[RECORDS SUPPLIED]:

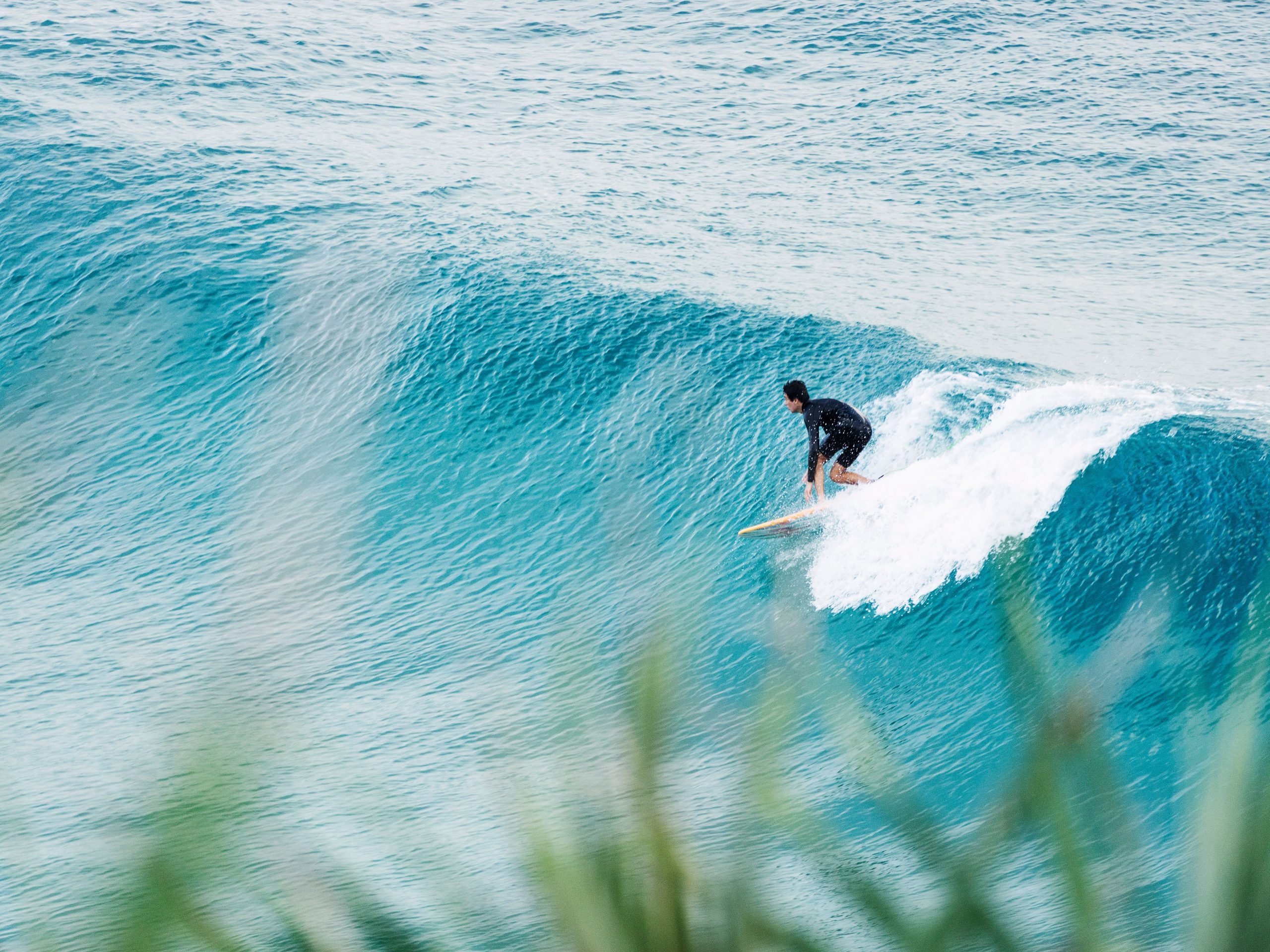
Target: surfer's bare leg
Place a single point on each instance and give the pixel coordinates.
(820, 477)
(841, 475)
---
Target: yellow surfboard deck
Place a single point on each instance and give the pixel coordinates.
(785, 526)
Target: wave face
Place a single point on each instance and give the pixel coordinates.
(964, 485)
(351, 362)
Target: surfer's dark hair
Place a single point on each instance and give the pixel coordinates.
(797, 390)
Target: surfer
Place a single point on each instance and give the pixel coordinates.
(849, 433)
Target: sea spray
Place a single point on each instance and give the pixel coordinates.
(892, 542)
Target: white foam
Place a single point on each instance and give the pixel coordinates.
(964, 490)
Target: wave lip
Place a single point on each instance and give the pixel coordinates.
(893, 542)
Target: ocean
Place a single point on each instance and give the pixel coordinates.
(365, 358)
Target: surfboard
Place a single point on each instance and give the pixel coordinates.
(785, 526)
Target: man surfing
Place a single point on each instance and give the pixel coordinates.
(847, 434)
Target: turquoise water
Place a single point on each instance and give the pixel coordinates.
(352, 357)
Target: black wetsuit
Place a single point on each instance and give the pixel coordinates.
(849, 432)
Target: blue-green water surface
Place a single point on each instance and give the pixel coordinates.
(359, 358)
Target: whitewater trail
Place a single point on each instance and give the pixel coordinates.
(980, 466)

[WHAT THIS TASK INVOLVES]: Taking the listing above as the source, transcribe only the lines starting at the line with "Target: sea spray" and going through the line with "Target: man surfing", unaltered and with both ends included.

[REPLY TO THE TASK]:
Target: sea spray
Place a single point on each instance and give the pixel coordinates.
(892, 542)
Target: white foam
Place a single point on each instance and give the pixel coordinates.
(964, 490)
Target: wave lip
Place a single point on each instance and give the pixel coordinates.
(893, 542)
Target: ocean
Place a single point on each instance and give the pixel coordinates.
(365, 358)
Target: surfboard
Place a single point on each instance and give the pixel coordinates.
(785, 526)
Target: man surfing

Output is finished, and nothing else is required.